What is expected → These entries are to be set down again exactly.

(Stored data)
▬▬▬
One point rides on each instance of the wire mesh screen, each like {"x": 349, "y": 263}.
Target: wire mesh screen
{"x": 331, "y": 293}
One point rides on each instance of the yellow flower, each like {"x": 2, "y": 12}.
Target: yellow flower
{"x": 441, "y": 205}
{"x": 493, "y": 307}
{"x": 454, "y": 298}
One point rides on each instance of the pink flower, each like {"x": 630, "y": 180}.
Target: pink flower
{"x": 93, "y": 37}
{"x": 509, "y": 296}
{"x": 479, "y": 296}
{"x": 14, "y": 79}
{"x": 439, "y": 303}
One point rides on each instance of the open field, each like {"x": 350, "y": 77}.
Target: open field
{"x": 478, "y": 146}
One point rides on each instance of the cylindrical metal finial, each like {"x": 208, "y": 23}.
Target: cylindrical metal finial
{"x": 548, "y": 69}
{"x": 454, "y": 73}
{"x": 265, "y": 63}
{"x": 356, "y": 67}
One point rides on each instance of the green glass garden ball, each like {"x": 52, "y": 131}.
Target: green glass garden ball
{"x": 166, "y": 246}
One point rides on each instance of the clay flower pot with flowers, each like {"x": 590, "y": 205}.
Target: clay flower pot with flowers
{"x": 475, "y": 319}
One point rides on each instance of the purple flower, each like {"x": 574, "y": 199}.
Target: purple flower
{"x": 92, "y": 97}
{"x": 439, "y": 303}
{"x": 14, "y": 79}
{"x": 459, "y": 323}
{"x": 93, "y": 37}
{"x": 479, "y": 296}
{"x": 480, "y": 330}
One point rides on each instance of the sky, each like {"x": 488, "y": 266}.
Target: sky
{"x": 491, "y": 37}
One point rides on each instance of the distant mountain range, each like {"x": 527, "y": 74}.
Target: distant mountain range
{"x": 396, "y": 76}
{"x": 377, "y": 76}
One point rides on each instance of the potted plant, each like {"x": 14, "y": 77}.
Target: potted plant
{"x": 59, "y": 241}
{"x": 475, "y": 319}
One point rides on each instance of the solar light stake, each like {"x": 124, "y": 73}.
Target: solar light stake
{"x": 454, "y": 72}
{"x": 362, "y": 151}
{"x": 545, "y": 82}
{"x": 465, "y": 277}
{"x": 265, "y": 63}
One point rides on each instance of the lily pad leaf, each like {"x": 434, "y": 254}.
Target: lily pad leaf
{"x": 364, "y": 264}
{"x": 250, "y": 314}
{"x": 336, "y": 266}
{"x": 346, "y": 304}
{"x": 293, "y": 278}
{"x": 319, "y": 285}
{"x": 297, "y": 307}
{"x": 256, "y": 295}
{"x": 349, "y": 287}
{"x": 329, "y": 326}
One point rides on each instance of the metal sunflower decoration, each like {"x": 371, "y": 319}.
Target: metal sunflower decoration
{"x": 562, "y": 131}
▬▬▬
Task output →
One point rides on each instance of the wire mesh screen, each like {"x": 349, "y": 263}.
Target: wire mesh screen
{"x": 331, "y": 293}
One point rides on each instance of the yellow flower, each like {"x": 2, "y": 12}.
Target: yellow flower
{"x": 441, "y": 205}
{"x": 493, "y": 307}
{"x": 454, "y": 298}
One point rides on each instance of the pink flower, each like {"x": 630, "y": 180}.
Target: pink flower
{"x": 93, "y": 37}
{"x": 509, "y": 296}
{"x": 479, "y": 296}
{"x": 14, "y": 79}
{"x": 439, "y": 303}
One point rides on each instance of the open field, each like {"x": 350, "y": 77}.
Target: open field
{"x": 478, "y": 146}
One point rides on each instance of the cylindrical metal finial, each like {"x": 208, "y": 23}.
Target: cylindrical metal finial
{"x": 548, "y": 69}
{"x": 454, "y": 73}
{"x": 265, "y": 63}
{"x": 356, "y": 67}
One point rides on each instance of the green glass garden ball, each like {"x": 52, "y": 131}.
Target: green glass garden ball
{"x": 166, "y": 246}
One point rides on each instance of the clay flower pot with flowers, each like {"x": 590, "y": 205}.
Target: clay flower pot with flowers
{"x": 475, "y": 319}
One point rides on each instance of the purple flower, each like {"x": 574, "y": 199}.
Target: purple flower
{"x": 92, "y": 97}
{"x": 439, "y": 303}
{"x": 14, "y": 79}
{"x": 459, "y": 323}
{"x": 93, "y": 37}
{"x": 479, "y": 296}
{"x": 480, "y": 330}
One point rides on each instance of the sky, each like {"x": 488, "y": 266}.
Target: sky
{"x": 491, "y": 37}
One point rides on each instance of the distant mountain range, each like {"x": 527, "y": 74}.
Target: distant mountain range
{"x": 396, "y": 76}
{"x": 377, "y": 76}
One point rides on each instance of the potted plant, each like {"x": 14, "y": 77}.
Target: potted plant
{"x": 59, "y": 241}
{"x": 475, "y": 319}
One point rides on each instance of the solar light stake, each like {"x": 124, "y": 73}.
Target: solar light stake
{"x": 454, "y": 72}
{"x": 362, "y": 151}
{"x": 545, "y": 82}
{"x": 465, "y": 277}
{"x": 265, "y": 63}
One point rides on each instance of the lily pad leaf, each like {"x": 434, "y": 254}.
Target: lily pad leaf
{"x": 364, "y": 264}
{"x": 250, "y": 314}
{"x": 336, "y": 266}
{"x": 346, "y": 304}
{"x": 293, "y": 278}
{"x": 319, "y": 285}
{"x": 297, "y": 307}
{"x": 256, "y": 295}
{"x": 349, "y": 287}
{"x": 329, "y": 326}
One point rides on each instance of the metal sunflower decoration, each like {"x": 371, "y": 319}.
Target: metal sunflower decoration
{"x": 562, "y": 131}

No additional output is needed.